Count the lines in the items below that contain the string "gingerbread", where capitalization must match. Give only the number.
————————
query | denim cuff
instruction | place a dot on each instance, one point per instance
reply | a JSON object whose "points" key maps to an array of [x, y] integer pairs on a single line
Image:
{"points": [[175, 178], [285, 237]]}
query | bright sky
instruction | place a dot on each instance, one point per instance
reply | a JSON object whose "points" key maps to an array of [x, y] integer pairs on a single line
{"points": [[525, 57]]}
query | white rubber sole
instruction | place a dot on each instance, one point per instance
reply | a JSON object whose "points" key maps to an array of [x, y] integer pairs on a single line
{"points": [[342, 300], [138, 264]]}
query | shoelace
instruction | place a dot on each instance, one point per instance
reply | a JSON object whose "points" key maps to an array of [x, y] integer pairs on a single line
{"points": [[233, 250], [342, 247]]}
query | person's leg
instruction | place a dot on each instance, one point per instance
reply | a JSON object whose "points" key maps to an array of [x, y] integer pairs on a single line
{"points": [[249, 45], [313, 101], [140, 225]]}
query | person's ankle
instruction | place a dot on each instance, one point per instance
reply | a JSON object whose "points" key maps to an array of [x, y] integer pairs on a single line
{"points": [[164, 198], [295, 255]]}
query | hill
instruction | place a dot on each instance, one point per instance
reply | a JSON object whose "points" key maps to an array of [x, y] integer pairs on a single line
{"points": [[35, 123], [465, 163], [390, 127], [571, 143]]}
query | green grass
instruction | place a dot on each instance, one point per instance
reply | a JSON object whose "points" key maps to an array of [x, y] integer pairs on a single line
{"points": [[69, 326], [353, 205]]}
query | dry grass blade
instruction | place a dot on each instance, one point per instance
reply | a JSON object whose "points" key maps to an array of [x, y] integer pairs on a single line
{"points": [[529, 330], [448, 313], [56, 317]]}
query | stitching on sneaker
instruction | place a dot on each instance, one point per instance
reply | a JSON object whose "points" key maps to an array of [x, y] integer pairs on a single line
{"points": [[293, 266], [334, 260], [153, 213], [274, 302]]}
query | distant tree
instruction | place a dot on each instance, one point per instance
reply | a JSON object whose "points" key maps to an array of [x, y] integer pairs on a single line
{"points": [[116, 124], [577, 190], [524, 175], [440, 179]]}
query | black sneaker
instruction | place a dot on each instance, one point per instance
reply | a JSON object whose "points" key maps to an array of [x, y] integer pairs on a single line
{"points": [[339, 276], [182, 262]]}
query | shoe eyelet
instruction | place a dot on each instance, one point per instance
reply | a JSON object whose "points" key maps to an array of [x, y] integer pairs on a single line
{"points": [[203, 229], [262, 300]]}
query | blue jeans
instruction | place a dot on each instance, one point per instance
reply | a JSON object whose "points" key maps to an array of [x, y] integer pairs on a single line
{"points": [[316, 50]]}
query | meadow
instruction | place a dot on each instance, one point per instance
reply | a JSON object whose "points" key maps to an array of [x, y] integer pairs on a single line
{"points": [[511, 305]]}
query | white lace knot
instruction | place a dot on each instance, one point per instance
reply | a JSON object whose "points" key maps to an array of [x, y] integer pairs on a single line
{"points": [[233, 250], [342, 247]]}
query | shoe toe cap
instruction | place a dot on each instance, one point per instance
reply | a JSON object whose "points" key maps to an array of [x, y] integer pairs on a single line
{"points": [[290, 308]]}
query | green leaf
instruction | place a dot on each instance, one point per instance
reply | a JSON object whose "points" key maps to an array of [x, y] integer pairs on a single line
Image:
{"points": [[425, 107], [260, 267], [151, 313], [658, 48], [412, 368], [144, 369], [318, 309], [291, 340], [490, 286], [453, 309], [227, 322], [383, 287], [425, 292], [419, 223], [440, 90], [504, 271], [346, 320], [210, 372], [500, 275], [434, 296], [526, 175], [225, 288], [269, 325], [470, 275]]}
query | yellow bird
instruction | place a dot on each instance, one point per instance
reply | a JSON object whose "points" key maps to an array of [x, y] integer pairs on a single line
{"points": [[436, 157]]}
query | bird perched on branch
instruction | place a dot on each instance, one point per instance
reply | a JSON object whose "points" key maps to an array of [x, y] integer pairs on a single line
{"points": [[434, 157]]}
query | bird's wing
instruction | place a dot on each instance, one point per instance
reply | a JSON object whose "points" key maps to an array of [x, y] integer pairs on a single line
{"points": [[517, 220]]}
————————
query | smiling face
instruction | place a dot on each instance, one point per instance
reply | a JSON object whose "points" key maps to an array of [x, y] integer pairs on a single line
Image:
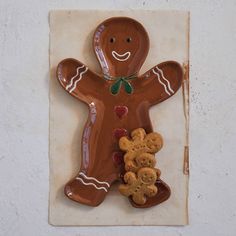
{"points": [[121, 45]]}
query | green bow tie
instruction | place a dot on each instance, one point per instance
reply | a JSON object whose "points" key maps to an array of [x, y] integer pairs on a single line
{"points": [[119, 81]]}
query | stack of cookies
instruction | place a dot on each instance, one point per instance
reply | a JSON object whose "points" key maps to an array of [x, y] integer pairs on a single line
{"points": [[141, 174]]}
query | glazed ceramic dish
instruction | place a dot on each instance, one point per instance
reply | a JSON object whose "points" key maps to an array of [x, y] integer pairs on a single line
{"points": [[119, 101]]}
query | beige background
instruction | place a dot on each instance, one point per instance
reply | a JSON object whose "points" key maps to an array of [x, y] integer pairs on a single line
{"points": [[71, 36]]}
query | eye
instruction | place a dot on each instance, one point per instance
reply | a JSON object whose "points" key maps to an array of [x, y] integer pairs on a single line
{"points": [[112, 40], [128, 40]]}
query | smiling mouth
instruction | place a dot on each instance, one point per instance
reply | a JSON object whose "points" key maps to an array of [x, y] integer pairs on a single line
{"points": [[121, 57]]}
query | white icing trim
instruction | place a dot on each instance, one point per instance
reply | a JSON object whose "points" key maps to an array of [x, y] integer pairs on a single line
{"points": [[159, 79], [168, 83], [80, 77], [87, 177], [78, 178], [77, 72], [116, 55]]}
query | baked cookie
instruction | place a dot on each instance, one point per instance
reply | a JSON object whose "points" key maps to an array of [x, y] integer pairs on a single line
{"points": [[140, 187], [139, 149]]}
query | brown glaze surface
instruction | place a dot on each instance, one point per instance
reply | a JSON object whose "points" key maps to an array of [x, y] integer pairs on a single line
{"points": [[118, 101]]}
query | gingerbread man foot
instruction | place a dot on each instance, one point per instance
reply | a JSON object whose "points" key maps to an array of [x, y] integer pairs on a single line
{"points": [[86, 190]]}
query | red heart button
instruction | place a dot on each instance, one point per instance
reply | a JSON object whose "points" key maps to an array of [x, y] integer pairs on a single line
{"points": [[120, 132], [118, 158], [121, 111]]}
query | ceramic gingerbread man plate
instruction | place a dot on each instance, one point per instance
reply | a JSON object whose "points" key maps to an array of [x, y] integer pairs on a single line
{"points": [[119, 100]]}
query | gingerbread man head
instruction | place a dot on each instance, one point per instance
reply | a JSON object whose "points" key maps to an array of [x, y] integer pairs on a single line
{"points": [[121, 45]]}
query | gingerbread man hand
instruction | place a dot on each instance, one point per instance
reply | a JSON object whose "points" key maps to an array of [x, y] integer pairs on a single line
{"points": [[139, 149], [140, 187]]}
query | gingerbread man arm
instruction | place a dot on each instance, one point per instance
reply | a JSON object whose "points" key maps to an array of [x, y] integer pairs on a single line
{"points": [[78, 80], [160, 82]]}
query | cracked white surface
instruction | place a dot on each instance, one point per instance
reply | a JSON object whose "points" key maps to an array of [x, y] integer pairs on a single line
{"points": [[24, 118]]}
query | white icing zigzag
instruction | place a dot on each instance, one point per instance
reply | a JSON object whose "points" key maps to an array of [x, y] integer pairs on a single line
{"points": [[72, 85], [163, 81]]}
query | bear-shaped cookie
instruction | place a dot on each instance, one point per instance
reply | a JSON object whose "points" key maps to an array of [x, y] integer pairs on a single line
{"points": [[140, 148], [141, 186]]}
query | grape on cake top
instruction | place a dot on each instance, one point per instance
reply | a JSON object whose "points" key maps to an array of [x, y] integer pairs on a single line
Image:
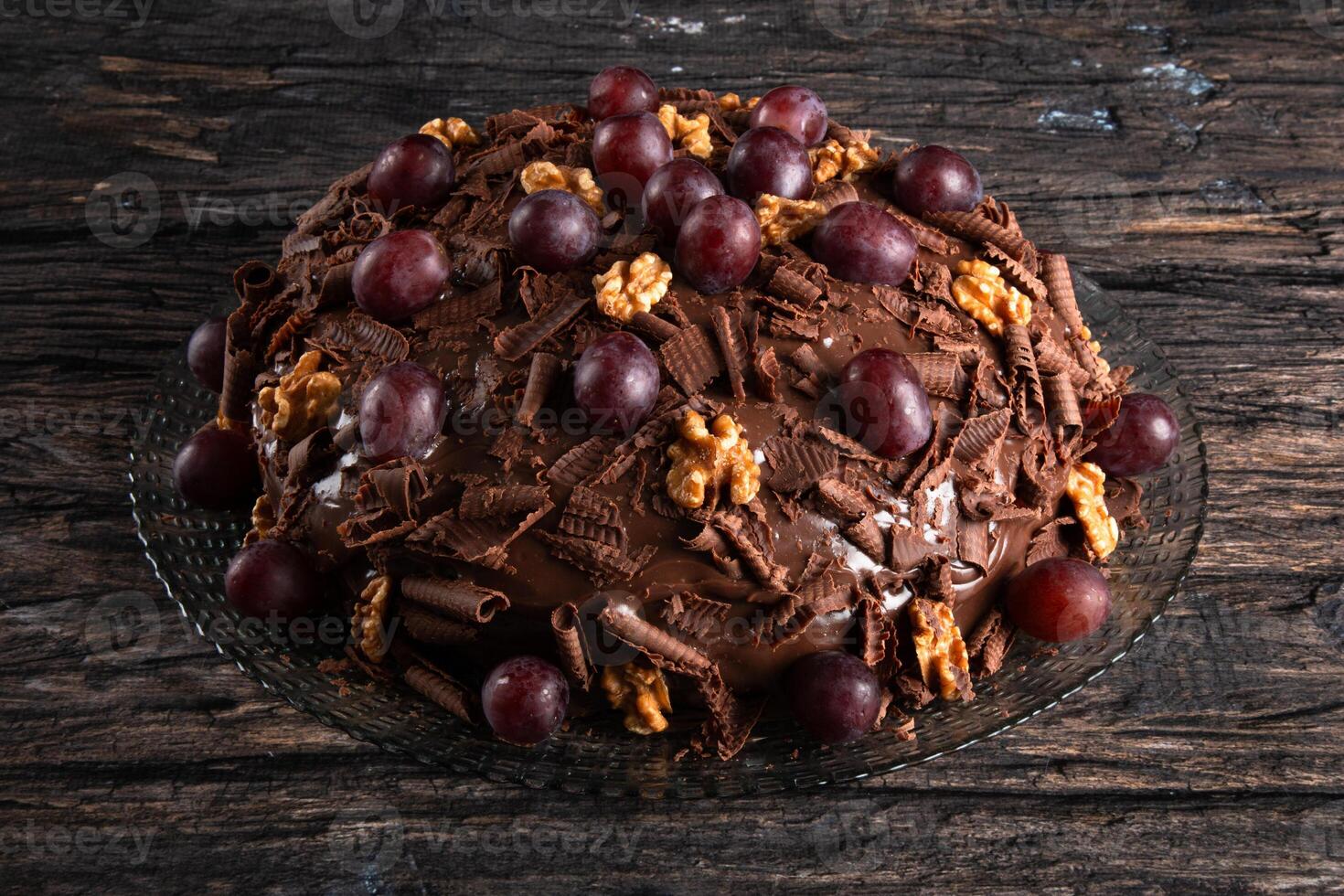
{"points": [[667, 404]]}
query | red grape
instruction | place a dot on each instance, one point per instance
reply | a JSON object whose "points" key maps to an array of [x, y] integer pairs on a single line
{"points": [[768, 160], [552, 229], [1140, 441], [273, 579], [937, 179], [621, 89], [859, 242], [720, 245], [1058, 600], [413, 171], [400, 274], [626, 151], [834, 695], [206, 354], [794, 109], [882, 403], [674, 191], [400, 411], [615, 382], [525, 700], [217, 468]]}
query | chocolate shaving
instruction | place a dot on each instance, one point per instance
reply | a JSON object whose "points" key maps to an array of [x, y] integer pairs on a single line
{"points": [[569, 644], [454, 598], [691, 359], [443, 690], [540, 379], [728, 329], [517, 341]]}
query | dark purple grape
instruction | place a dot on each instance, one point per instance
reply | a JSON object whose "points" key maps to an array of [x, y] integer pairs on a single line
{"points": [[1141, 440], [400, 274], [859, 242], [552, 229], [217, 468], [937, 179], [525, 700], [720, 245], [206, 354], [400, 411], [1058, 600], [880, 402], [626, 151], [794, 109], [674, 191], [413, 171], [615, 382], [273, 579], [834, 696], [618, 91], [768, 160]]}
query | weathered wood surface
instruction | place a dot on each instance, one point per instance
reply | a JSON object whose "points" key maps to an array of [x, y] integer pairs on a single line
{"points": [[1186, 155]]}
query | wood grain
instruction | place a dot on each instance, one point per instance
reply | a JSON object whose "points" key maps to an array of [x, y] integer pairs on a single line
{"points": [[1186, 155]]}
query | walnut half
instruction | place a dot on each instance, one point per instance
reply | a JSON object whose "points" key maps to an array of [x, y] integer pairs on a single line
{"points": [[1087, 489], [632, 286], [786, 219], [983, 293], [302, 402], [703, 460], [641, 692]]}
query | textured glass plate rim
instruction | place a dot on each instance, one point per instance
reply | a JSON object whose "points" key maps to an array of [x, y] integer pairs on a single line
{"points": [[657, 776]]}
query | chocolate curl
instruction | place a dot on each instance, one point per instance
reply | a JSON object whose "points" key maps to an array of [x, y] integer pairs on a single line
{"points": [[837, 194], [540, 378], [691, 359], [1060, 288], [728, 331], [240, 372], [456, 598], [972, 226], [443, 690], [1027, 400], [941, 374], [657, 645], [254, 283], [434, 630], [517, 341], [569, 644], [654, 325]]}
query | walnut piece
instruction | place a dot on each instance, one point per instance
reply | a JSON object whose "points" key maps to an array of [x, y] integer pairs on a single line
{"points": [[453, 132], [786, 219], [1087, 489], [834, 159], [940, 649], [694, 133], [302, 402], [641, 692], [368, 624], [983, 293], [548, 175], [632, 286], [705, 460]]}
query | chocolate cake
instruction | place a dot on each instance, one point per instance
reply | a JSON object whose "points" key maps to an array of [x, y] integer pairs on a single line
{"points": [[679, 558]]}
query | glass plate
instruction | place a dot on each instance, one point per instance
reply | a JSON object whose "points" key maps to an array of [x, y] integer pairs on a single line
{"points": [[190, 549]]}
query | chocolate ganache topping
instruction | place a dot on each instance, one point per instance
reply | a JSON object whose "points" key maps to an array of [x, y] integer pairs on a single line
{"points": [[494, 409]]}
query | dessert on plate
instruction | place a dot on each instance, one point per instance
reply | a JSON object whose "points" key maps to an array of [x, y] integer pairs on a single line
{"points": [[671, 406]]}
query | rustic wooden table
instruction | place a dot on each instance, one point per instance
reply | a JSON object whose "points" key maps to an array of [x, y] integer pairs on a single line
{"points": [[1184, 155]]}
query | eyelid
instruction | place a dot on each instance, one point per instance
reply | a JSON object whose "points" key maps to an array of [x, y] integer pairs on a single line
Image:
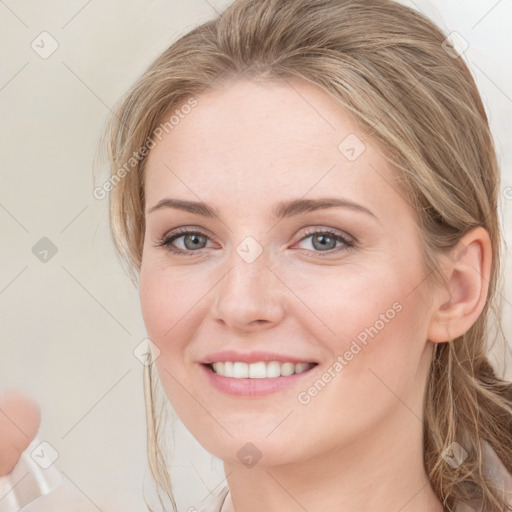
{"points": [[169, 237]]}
————————
→ **Result**
5